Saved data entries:
########################################
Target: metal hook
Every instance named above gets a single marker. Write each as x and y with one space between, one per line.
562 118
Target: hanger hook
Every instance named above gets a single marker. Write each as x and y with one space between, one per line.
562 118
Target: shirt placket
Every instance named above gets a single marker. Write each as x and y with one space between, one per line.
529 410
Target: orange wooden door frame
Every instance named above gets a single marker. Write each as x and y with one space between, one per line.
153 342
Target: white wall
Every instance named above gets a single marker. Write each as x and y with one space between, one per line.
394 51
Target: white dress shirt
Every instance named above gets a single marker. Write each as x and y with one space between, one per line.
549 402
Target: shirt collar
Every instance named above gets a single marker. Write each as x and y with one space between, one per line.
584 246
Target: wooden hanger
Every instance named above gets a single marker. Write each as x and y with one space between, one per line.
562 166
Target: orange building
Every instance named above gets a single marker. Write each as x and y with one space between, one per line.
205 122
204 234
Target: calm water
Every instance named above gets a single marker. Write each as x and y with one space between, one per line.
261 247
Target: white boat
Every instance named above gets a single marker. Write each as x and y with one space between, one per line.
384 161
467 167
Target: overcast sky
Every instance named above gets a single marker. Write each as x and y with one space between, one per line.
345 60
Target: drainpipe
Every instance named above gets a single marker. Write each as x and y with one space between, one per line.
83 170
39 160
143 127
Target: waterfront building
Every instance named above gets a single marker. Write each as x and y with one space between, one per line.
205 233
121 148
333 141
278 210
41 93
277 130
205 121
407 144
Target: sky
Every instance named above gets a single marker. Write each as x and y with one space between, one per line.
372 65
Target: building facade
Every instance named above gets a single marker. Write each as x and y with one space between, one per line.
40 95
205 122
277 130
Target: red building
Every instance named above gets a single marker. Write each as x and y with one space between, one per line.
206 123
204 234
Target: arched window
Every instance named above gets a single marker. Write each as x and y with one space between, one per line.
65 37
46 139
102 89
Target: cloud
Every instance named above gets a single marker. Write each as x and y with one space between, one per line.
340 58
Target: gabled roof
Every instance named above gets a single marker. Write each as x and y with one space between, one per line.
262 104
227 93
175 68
########################################
§ **Task description**: Which lines of the records hold the string "white"? Copy each one.

§ **Written response**:
Target: white wall
Target: white dress shirt
Target: white boat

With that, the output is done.